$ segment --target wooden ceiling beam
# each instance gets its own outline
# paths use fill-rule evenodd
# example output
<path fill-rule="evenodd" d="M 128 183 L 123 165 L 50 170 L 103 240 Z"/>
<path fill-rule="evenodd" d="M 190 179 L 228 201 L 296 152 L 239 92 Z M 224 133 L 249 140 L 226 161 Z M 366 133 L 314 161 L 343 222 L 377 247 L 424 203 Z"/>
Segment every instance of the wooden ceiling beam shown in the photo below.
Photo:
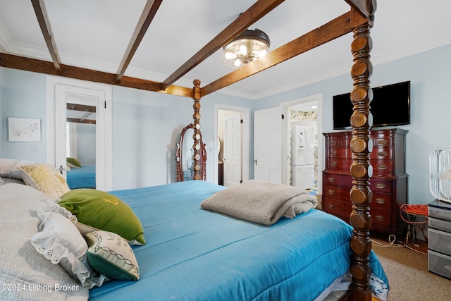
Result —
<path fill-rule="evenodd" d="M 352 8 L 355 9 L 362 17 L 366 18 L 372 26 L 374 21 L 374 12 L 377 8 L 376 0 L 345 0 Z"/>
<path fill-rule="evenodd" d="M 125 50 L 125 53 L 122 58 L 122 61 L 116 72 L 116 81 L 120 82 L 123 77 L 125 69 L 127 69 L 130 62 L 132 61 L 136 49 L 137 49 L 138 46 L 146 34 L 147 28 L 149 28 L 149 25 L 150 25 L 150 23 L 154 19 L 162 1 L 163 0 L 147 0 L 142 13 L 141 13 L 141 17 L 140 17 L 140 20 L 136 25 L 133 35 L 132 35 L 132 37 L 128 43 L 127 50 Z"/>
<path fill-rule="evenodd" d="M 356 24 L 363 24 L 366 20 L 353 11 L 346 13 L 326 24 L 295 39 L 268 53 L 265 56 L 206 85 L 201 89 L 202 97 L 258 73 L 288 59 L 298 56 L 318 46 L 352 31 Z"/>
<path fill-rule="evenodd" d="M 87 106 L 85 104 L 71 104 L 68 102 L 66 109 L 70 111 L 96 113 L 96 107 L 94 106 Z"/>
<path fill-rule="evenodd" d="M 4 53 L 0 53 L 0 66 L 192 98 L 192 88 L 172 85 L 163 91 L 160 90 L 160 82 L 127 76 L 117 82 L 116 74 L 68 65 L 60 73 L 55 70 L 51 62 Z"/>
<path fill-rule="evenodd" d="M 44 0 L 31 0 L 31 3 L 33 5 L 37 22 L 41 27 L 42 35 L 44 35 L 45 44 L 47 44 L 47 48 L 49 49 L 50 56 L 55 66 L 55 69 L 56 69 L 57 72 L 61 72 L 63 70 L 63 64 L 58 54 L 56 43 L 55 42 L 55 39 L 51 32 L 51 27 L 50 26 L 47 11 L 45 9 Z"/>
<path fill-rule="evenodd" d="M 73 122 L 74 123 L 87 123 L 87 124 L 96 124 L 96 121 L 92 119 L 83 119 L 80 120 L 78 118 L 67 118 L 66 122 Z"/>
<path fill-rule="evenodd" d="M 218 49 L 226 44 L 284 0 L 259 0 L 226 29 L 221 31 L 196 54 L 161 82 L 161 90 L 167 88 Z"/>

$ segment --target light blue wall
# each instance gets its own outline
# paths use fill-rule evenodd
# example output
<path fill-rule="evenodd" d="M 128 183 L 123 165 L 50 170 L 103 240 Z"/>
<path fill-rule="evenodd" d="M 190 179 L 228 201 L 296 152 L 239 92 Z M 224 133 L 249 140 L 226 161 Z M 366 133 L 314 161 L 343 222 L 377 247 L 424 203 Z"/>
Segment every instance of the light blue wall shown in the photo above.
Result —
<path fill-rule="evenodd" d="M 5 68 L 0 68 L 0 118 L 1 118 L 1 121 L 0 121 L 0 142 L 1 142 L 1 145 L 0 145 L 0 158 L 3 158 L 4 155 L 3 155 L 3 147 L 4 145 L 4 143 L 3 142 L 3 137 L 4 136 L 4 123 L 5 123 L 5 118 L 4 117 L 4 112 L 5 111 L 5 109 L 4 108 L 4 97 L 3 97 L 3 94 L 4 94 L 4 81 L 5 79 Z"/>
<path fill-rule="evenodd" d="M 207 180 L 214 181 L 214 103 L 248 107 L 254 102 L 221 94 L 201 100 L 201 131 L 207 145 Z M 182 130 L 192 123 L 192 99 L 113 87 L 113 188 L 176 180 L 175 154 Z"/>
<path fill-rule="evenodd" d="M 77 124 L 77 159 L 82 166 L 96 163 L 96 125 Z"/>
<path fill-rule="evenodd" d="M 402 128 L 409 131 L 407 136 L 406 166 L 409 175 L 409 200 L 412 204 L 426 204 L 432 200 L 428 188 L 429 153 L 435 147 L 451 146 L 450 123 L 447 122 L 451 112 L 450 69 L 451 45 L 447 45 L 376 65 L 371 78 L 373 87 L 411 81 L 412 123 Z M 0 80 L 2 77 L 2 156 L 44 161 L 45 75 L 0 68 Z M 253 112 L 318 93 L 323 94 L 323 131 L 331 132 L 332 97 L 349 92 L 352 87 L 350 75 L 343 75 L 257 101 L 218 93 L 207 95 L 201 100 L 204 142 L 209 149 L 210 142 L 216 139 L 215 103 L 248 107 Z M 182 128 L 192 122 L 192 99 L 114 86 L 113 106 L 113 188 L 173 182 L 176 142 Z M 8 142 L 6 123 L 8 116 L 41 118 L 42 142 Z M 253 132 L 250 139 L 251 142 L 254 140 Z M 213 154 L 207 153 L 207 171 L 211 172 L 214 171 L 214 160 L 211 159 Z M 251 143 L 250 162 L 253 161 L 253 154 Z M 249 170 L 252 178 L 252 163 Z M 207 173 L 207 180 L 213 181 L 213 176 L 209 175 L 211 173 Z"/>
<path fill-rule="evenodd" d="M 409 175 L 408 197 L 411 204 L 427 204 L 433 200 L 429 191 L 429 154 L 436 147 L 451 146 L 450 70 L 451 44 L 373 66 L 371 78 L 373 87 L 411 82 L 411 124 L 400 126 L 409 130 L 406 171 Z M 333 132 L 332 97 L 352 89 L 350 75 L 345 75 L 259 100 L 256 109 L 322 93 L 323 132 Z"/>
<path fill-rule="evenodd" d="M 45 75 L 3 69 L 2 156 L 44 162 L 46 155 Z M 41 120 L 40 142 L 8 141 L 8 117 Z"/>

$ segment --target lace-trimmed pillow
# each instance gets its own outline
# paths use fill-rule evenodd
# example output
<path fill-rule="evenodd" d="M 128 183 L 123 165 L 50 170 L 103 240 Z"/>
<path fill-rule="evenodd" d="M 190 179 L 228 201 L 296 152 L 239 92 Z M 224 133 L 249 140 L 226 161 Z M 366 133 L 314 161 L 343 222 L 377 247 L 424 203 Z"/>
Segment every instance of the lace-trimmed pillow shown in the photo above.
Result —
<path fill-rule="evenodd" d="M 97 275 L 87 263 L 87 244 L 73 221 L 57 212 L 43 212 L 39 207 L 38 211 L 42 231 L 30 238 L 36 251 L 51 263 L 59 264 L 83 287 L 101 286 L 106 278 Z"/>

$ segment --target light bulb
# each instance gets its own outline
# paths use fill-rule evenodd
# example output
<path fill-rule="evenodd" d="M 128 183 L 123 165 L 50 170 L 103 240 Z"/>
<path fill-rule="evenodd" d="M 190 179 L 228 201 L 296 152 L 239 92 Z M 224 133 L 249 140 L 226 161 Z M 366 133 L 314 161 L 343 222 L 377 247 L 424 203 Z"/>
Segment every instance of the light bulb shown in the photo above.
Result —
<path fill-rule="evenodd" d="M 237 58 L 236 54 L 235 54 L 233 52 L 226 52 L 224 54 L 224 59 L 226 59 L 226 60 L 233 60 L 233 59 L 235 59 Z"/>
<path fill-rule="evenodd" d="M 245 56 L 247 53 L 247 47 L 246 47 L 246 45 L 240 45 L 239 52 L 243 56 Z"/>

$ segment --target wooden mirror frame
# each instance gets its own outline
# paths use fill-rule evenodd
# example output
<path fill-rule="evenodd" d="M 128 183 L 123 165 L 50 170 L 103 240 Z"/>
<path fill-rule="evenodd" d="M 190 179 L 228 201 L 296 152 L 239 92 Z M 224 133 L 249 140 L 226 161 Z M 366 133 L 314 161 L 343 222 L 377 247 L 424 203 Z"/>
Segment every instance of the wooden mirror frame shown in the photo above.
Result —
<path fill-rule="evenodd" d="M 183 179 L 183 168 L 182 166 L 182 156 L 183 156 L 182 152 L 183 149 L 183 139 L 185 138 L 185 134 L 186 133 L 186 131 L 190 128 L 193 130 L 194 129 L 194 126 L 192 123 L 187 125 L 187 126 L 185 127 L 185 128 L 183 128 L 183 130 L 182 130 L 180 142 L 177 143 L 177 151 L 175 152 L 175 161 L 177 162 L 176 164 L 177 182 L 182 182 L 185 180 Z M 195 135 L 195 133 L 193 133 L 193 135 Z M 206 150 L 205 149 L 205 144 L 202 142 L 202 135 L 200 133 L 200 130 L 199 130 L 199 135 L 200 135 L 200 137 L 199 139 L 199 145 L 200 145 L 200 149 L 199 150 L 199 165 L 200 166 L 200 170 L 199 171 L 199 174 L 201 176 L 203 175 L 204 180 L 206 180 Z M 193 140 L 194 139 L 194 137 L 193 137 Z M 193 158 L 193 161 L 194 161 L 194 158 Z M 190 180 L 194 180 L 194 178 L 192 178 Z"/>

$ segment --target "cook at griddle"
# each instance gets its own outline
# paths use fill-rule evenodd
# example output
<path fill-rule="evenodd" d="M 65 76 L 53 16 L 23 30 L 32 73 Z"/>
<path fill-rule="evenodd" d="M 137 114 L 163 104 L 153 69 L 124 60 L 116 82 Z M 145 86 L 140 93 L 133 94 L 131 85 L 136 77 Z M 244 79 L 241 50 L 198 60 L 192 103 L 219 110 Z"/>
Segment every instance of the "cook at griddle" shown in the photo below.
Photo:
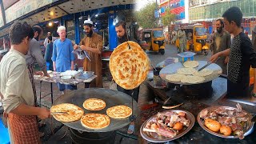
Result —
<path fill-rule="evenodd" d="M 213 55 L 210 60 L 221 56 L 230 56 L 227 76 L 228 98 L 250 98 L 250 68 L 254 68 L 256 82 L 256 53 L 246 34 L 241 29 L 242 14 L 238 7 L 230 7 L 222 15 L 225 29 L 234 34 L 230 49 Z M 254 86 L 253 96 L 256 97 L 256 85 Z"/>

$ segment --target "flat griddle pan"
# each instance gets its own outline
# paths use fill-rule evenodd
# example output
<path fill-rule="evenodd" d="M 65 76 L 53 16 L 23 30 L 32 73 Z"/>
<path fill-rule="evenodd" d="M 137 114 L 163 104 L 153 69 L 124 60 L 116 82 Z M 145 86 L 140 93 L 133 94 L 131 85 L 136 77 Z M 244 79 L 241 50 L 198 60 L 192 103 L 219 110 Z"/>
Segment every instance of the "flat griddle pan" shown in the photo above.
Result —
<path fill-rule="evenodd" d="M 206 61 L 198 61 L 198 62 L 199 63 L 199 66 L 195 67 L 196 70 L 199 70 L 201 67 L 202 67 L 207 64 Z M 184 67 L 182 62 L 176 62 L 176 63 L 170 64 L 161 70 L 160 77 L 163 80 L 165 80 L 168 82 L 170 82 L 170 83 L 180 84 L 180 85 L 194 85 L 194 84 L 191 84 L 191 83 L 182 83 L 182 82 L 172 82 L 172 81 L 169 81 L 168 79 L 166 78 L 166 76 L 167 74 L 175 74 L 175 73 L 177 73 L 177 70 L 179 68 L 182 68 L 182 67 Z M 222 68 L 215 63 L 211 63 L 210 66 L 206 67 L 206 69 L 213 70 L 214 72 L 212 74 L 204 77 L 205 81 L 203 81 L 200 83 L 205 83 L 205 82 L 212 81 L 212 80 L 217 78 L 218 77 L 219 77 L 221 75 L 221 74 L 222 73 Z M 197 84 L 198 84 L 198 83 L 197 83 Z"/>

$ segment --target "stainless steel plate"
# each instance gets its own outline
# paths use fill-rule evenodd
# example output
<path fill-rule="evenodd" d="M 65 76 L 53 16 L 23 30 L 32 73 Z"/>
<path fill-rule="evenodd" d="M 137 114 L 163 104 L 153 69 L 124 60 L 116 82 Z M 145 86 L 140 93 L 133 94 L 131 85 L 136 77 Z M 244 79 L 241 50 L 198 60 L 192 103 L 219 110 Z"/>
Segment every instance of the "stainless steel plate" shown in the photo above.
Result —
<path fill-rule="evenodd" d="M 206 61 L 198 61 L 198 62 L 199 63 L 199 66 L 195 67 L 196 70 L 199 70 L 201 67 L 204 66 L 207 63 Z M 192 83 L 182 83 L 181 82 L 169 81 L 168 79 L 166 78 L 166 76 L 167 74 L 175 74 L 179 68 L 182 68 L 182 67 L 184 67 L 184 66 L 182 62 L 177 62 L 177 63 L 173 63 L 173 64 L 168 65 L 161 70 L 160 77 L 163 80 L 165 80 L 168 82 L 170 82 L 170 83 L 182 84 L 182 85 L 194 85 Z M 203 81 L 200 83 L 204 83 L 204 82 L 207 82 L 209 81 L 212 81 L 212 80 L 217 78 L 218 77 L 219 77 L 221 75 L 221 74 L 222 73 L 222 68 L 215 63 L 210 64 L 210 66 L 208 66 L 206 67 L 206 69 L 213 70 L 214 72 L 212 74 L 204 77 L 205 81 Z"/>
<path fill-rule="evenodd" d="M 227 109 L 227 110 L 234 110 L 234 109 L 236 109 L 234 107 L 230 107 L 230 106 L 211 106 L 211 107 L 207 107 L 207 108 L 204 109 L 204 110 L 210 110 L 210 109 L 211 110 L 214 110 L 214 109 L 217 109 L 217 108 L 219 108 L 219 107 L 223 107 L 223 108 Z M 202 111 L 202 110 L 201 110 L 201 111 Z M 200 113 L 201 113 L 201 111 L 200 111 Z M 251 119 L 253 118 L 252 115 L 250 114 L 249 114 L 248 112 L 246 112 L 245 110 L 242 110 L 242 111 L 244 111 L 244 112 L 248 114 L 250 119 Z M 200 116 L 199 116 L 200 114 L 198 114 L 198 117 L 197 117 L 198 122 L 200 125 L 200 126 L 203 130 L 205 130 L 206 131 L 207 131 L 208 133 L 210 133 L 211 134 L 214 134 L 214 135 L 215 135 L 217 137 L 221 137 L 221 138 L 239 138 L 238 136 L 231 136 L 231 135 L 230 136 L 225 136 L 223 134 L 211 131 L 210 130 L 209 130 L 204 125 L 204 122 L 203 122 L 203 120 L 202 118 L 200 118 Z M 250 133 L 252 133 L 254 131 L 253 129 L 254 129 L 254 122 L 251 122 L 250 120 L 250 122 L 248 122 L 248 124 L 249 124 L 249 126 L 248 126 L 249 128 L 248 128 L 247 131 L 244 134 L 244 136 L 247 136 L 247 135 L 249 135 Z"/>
==*==
### What is expected
Starting with the line that contains "--target light blue wall" and going on through the line that contains "77 124 L 77", write out every line of the material again. Offset each polygon vertex coordinate in the answer outlines by 26 and leave all other lines unchanged.

### Written solution
$ segment --target light blue wall
# each instance gets its own outline
# paths use fill-rule evenodd
# example output
<path fill-rule="evenodd" d="M 128 183 L 123 165 L 50 170 L 103 240 Z"/>
<path fill-rule="evenodd" d="M 190 179 L 228 201 L 296 152 L 239 92 Z M 224 133 L 249 140 L 226 161 Z M 366 133 L 314 161 L 343 222 L 377 247 L 424 203 Z"/>
Segment every instance of the light blue wall shown in the photo above.
Result —
<path fill-rule="evenodd" d="M 31 94 L 26 94 L 26 144 L 27 144 L 27 147 L 26 147 L 26 168 L 27 168 L 27 171 L 26 171 L 26 184 L 29 184 L 30 181 L 29 181 L 29 173 L 30 171 L 30 169 L 29 168 L 29 163 L 30 162 L 30 149 L 31 149 L 31 144 L 30 143 L 30 138 L 31 137 L 31 135 L 30 134 L 30 123 L 29 123 L 29 120 L 30 120 L 30 107 L 31 105 Z"/>
<path fill-rule="evenodd" d="M 233 206 L 240 207 L 240 129 L 274 133 L 280 128 L 247 120 L 227 126 L 227 157 L 233 171 Z M 208 156 L 218 149 L 218 125 L 139 113 L 139 214 L 202 206 L 201 180 Z"/>
<path fill-rule="evenodd" d="M 103 150 L 103 185 L 108 192 L 122 189 L 122 151 Z"/>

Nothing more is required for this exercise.